(Records from a data source)
※
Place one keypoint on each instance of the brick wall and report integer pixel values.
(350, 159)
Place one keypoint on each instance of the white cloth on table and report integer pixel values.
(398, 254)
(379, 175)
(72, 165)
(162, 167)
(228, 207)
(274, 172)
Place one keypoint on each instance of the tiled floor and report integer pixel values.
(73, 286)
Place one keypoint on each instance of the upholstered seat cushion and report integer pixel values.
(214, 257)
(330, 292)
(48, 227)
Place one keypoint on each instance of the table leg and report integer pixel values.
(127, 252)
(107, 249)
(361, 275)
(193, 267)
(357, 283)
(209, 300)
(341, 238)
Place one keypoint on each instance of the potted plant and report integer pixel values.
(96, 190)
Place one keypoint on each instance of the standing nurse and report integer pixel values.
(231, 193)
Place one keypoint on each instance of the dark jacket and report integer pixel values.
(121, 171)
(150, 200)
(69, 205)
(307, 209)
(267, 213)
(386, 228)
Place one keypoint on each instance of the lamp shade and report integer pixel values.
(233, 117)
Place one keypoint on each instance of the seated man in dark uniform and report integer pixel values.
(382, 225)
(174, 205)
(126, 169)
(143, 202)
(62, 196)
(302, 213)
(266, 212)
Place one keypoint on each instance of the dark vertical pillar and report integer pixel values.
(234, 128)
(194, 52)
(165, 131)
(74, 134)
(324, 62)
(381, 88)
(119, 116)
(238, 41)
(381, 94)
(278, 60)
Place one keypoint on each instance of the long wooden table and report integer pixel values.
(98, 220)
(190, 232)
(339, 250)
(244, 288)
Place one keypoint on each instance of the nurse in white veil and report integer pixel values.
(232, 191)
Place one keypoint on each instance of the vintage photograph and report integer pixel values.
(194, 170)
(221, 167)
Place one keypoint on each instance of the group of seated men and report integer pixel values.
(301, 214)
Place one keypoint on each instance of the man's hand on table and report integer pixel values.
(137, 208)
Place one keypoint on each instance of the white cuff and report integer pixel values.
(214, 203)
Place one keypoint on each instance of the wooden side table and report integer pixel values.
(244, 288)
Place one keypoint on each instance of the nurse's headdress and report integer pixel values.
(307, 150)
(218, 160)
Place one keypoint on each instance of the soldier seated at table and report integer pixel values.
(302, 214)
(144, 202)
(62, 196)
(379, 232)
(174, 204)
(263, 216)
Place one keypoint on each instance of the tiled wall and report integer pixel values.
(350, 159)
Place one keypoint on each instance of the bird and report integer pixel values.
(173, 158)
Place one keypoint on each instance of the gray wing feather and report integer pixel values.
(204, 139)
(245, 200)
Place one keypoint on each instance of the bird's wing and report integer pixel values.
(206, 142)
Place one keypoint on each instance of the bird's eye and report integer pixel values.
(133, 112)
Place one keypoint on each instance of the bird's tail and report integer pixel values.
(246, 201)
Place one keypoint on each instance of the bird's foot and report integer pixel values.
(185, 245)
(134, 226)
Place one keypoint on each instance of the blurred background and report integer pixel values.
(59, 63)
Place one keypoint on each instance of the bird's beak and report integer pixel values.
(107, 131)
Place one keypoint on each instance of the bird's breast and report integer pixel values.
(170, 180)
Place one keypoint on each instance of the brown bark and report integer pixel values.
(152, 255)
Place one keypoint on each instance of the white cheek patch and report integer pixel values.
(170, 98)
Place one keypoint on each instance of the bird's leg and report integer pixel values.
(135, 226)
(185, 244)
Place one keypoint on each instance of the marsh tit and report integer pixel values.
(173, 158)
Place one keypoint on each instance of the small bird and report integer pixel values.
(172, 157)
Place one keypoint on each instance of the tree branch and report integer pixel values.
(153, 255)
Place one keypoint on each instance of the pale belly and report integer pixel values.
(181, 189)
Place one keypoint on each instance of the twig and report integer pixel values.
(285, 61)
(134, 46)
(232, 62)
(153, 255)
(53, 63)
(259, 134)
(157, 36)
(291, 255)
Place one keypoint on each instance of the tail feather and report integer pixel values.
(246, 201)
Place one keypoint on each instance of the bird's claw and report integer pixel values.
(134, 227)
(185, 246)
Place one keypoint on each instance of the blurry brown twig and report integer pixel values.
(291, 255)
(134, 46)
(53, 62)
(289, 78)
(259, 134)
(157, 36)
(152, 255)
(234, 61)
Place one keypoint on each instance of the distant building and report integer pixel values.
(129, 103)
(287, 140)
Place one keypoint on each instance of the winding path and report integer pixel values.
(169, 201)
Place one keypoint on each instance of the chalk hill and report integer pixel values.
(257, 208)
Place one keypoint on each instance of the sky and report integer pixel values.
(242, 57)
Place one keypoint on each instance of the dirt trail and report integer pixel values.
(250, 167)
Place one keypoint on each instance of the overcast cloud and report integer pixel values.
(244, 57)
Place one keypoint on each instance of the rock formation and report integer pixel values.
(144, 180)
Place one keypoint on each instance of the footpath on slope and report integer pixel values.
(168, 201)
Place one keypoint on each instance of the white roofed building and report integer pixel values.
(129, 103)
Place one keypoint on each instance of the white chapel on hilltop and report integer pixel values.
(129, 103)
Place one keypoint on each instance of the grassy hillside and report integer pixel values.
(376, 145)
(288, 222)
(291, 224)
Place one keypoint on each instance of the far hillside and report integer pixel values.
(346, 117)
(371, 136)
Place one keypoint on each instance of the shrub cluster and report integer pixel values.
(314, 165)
※
Directions:
Your task is to extract the lines running from the one with "Place one keypoint on each instance of the tree" to the end of the material, inclusive, copying each exactly and adding nothing.

Reply to the task:
Place one keypoint on each instance of the tree branch and report integer pixel values.
(153, 255)
Place one keypoint on each instance of the pale belly and report integer pixel values.
(181, 189)
Place one keypoint on each instance of the twig and report integer pixel values.
(285, 61)
(134, 46)
(232, 62)
(153, 255)
(53, 63)
(259, 134)
(157, 36)
(291, 255)
Place one keypoint on each instance of the tail feather and report integer pixel values.
(246, 201)
Place one keypoint on each instance of the bird's claw and report integer pixel values.
(134, 227)
(185, 246)
Place one keypoint on each instance of the blurry brown twig and report integer pixel values.
(291, 255)
(134, 46)
(53, 62)
(289, 78)
(259, 134)
(157, 36)
(152, 255)
(234, 61)
Place one keypoint on each instance of the distant building and report integer pixel values.
(129, 103)
(287, 140)
Place one keypoint on each instance of the winding path and report integer pixel values.
(169, 201)
Place one keypoint on each instance of the chalk hill and report integer pixel values.
(257, 208)
Place one keypoint on each instance of the sky and report integer pixel values.
(242, 57)
Place one keypoint on each instance of the dirt trail and report integer pixel values.
(250, 167)
Place one keypoint on each instance of the overcast cloud and report integer pixel values.
(244, 57)
Place one keypoint on each instance of the rock formation and report integer pixel values.
(144, 180)
Place one keypoint on each instance of the footpath on slope and report integer pixel values.
(168, 201)
Place one keypoint on each instance of the white roofed building and report integer pixel values.
(129, 103)
Place one keypoint on each instance of the white chapel on hilltop and report integer pixel values.
(129, 103)
Place one keypoint on each instance of the grassy hillside and report integer pixel values.
(376, 145)
(288, 222)
(291, 224)
Place one keypoint on each instance of the far hillside and report integer pixel values.
(346, 117)
(371, 136)
Place one keypoint on each instance of the shrub cluster and report integer pixel values.
(314, 165)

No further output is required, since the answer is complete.